Tarefas propostas:
(a) No diário do blogue, o que encontrou o vizinho junto à entrada do prédio onde mora?
(b) Transcreva do diário do blogue o trecho que vai desde "Todos a bordo!" até "De nada, ele.", inclusive.
(c) Continue o diário do blogue a partir do ponto em que termina.

Texto fornecido:
○ ○ ○

Gina, a mulher que tem um blogue

Gina, a mulher que tem um blogue

terça-feira, 20 de maio de 2014

Todos a bordo! (Diário duma viagem de 3 dias + 1 pedaço)

Segunda-feira
Olá, bom-dia. Para já anuncio que hoje vou escrever d' hoje, do sábado e do domingo. Lembrei-me. Durante o fim-de-semana não quis escrever, não que não me apetecesse mas pronto, coiso. E não escrevi. Vai daí, de manhã, no carro, teci um plano: registaria as coisinhas de três dias num só post. Criarei um post confuso, bem sei, mas não será a primeira vez nem quero que seja a última.
Sábado
Fui passear o cão. Um vizinho encontrou-me junto aos caixotes do lixo e perguntou-me timidamente se eu era a pessoa tal. Afirmativo 'migo e desembuche. Desembuchou: encontrou uma luva de motoqueiro junto à entrada do prédio onde mora e se era minha. Confirmei: é minha sim senhor. Pergunto onde mora: moro no quinto andar. Obrigada, eu. De nada, ele.

○ ○ ○

Material fornecido:
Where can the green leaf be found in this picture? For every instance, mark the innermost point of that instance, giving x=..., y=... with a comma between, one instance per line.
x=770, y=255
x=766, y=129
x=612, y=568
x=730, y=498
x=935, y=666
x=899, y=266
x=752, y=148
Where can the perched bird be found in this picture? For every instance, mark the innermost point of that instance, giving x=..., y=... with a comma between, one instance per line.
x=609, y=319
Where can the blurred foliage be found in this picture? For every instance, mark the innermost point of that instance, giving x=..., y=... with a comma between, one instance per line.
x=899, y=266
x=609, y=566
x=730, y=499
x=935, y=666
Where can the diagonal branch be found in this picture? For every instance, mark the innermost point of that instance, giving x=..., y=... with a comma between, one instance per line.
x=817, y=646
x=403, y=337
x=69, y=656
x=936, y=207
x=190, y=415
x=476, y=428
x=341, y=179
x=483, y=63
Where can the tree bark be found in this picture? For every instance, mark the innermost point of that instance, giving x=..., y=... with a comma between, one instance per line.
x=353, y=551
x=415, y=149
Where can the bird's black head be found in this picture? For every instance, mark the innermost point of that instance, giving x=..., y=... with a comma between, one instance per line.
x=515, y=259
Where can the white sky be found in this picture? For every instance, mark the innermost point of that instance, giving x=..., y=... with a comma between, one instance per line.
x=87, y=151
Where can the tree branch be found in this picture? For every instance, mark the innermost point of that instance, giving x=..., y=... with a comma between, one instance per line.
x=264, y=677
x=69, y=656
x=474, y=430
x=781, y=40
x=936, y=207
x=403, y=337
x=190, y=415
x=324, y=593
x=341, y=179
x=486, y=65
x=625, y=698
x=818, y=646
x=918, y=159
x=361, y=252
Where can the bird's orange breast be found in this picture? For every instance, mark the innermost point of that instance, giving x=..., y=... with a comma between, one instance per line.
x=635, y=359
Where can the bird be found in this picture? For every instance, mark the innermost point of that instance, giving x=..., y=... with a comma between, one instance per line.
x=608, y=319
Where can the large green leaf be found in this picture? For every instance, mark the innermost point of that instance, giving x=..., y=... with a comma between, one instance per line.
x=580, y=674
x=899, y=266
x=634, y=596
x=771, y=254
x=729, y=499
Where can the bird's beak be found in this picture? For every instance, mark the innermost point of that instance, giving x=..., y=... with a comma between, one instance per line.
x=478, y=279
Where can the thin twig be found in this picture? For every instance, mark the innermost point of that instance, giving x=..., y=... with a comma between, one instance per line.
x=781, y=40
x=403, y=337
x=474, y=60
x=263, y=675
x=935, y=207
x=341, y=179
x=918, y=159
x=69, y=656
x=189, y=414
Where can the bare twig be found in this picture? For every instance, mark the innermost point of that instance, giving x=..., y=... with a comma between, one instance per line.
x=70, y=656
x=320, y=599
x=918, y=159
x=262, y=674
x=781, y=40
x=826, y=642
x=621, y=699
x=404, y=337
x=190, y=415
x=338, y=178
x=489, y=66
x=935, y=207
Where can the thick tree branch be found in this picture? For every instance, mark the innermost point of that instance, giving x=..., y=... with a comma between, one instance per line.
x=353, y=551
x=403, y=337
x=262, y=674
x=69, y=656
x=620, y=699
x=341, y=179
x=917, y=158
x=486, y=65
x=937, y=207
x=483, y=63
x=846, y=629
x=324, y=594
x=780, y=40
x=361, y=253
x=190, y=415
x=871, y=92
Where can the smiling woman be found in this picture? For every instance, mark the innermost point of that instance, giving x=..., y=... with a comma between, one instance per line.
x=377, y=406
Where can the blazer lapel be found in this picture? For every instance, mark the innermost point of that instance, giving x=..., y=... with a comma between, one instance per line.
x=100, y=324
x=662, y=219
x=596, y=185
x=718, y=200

○ ○ ○

Tarefas resolvidas:
(a) Uma luva de motoqueiro.

(b)
Todos a bordo! (Diário duma viagem de 3 dias + 1 pedaço)

Segunda-feira
Olá, bom-dia. Para já anuncio que hoje vou escrever d' hoje, do sábado e do domingo. Lembrei-me. Durante o fim-de-semana não quis escrever, não que não me apetecesse mas pronto, coiso. E não escrevi. Vai daí, de manhã, no carro, teci um plano: registaria as coisinhas de três dias num só post. Criarei um post confuso, bem sei, mas não será a primeira vez nem quero que seja a última.
Sábado
Fui passear o cão. Um vizinho encontrou-me junto aos caixotes do lixo e perguntou-me timidamente se eu era a pessoa tal. Afirmativo 'migo e desembuche. Desembuchou: encontrou uma luva de motoqueiro junto à entrada do prédio onde mora e se era minha. Confirmei: é minha sim senhor. Pergunto onde mora: moro no quinto andar. Obrigada, eu. De nada, ele.

(c)
Apanhei uma florinha linda, arranquei-a dum canteiro. Arrancar flores ao município é tão feio. Não a fotografei. Ainda lá está, no copinho, a embelezar a cozinha. Mas embeleza poucochinho, que é só uma florinha, um malmequer ou lá que é.
Segunda-feira
éme de 'meu'; bê de 'beleza; éfe de 'fotocópia'; tê de 'telefone'
Domingo
Passei uma camisa a ferro. No colarinho está presa uma pequenina etiqueta com um número. Pensei em como é fácil saber os tamanhos no caso do vestuário masculino, basta saber o diâmetro do pescoço e sabem-se todas as outras medidas dos corpos. Há um padrão. Que simplicidade. As mulheres são complicadas até nisso. Ah, de peito sou de tamanhão mas de ancas sou estreita. Ou então o contrário. Eles, não. Olha lá, diz-me quanto mede o teu pescoço e duma assentada dir-te-ei o resto dos números que te compõem.
Sábado
Quando fui passear o cão, uma vez mais, uma vizinha cumprimentou carinhosamente a cadela (sim, é uma cadela) e não me ligou porra nenhuma.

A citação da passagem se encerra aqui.